_Trecho do texto_
################

Por Silvana Cristina da Silva
A teoria dos dois circuitos da economia
urbana foi criada por Milton Santos no final da década de 1960[1] para explicar a
urbanização dos países periféricos. Alguns equívocos são comuns no uso dessa
teoria, dos quais destacamos o uso de circuito superior e inferior como
sinônimos de atividades formais e informais, respectivamente.
Proposta por Milton Santos, a teoria dos dois
circuitos da economia urbana busca explicar como as cidades dos países
periféricos como o Brasil funcionam a partir de dois subsistemas urbanos: o
subsistema superior – composto pelas grandes empresas, bancos, atividades
ligadas ao ramo da alta tecnologia – e o subsistema inferior – composto pelas
atividades de pequena dimensão, com o uso de mão de obra intensiva, que se cria
e se recria com pouco capital. A população da cidade, independente de sua
classe de renda, possui necessidades permanentes. Em função da existência de
trabalho perene e bem pago de um lado, surge o circuito superior; por outro, a
existência de trabalho com baixa remuneração e intermitente, demanda a criação
de formas de sobrevivência por grande parte da população. Então, surge o
circuito inferior. Os dois subsistemas urbanos são formas de produzir,
distribuir, comercializar e consumir que geram materialidades distintas,
visíveis na paisagem urbana. No entanto, esses dois circuitos se relacionam dialeticamente
a partir da complementaridade, subordinação e concorrência. As cidades
expressam esses dois circuitos a partir dos lugares opacos e dos lugares
luminosos, que são polaridades, mas não dualismos.

################

_Linhas_
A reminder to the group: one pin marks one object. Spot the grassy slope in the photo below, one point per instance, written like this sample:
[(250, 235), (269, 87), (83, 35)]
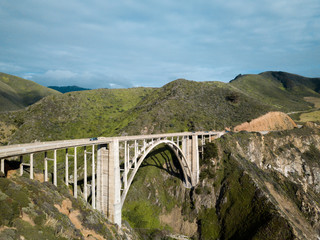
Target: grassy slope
[(184, 105), (29, 211), (76, 114), (283, 91), (17, 93)]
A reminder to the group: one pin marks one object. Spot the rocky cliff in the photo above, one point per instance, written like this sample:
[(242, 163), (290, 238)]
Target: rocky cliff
[(252, 186)]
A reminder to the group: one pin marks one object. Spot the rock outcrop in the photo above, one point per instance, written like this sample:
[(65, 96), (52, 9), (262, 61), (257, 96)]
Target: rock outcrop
[(272, 121)]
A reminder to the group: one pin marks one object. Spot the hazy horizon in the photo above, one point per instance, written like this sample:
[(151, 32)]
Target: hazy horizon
[(150, 43)]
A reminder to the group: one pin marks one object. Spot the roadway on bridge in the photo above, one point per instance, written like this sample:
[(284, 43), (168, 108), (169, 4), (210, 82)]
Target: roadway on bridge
[(21, 149)]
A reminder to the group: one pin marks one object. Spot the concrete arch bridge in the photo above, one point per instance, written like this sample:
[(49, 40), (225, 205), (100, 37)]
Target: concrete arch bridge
[(113, 162)]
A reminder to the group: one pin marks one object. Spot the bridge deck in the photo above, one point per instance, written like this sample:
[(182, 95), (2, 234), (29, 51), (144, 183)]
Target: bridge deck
[(21, 149)]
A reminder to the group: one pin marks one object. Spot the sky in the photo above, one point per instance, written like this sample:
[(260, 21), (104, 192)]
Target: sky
[(131, 43)]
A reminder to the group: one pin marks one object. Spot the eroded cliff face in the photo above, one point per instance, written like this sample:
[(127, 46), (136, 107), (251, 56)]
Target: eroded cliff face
[(271, 121), (252, 186), (289, 173)]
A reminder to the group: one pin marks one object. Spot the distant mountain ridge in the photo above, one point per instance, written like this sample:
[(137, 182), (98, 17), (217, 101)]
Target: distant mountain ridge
[(17, 93), (283, 91), (65, 89), (178, 106)]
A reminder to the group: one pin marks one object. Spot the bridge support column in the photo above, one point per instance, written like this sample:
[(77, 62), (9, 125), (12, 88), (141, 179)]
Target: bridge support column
[(190, 149), (108, 170), (195, 160)]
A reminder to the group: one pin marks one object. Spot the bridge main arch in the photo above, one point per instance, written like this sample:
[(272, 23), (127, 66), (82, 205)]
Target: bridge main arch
[(113, 181), (186, 169)]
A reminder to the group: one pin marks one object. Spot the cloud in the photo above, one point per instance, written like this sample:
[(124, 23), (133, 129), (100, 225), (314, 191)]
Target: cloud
[(148, 43)]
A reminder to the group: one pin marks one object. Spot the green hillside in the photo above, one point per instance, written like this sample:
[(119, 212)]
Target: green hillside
[(65, 89), (180, 105), (75, 114), (184, 105), (17, 93), (283, 91)]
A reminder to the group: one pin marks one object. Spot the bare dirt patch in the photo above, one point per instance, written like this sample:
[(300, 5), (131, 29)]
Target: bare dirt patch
[(66, 208), (314, 100), (272, 121)]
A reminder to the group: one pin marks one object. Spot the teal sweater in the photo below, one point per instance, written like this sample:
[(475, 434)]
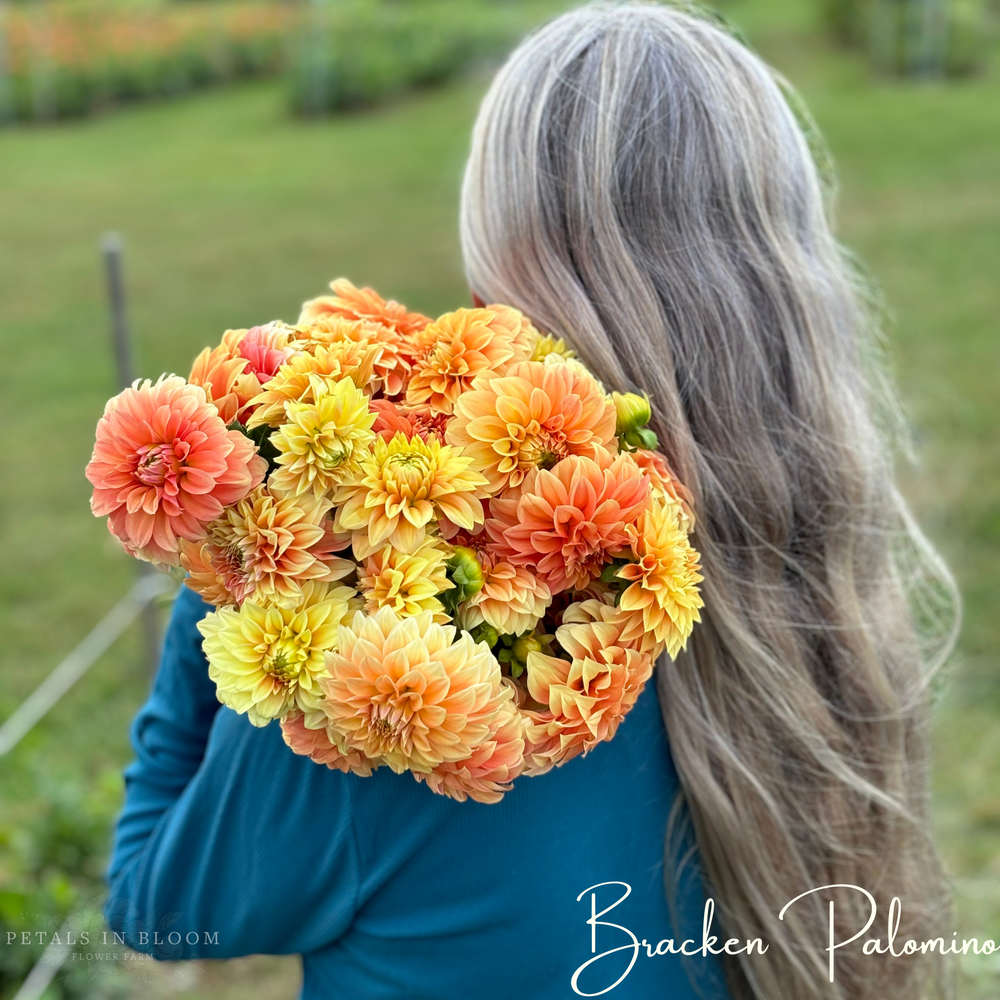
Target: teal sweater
[(229, 844)]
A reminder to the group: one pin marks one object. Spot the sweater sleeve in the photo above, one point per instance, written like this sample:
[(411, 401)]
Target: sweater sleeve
[(228, 844)]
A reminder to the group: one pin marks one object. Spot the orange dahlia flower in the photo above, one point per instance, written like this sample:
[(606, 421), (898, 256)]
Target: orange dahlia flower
[(457, 347), (303, 376), (404, 484), (665, 484), (587, 696), (164, 465), (232, 373), (568, 521), (530, 418), (263, 549), (664, 577), (321, 747), (486, 775), (410, 692), (353, 303), (512, 598), (392, 367), (393, 418)]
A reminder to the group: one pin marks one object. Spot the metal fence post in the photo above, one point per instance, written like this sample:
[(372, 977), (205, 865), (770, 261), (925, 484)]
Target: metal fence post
[(111, 246), (6, 89)]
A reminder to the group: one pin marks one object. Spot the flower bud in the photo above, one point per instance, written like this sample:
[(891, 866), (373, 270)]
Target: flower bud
[(465, 572), (633, 413)]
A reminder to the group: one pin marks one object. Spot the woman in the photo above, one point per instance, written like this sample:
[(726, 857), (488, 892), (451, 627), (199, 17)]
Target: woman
[(639, 185)]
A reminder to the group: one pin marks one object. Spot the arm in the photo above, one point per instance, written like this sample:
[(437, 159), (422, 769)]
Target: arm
[(229, 844)]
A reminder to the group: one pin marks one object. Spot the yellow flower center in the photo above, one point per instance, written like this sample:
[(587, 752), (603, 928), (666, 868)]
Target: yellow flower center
[(285, 656)]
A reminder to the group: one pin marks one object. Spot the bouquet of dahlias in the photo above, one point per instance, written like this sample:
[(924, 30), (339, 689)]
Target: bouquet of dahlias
[(436, 545)]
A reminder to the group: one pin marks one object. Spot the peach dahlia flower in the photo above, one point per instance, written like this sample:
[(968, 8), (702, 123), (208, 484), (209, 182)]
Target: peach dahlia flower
[(485, 775), (404, 484), (568, 521), (663, 579), (266, 661), (233, 373), (530, 418), (457, 347), (263, 549), (587, 696), (512, 598), (394, 418), (164, 465), (365, 304), (665, 484), (410, 692), (321, 747)]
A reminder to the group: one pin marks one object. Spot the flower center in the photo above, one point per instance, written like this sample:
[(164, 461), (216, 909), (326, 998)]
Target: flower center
[(158, 464), (285, 657)]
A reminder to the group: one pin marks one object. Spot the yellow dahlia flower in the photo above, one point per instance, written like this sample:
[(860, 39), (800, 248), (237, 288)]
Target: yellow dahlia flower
[(410, 692), (458, 346), (320, 442), (267, 660), (406, 582), (664, 577), (403, 485), (263, 549), (305, 376), (530, 418)]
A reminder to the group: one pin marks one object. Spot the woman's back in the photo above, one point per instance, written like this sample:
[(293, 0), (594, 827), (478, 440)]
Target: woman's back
[(387, 889)]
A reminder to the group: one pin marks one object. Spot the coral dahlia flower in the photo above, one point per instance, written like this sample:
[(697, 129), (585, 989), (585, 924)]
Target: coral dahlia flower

################

_Tarefas_
a: Segundo o trecho sobre os dois circuitos da economia urbana, quando Milton Santos criou essa teoria?
b: Extraia da listagem, sem copiar as imagens, a parte que começa no início dela e termina na linha que contém "[(184, 105), (29, 211), (76, 114), (283, 91), (17, 93)]", incluindo essas duas pontas.
A listagem não tem nenhuma relação com o trecho.

_Respostas por tarefa_
a: No final da década de 1960.

b:
A reminder to the group: one pin marks one object. Spot the grassy slope in the photo below, one point per instance, written like this sample:
[(250, 235), (269, 87), (83, 35)]
Target: grassy slope
[(184, 105), (29, 211), (76, 114), (283, 91), (17, 93)]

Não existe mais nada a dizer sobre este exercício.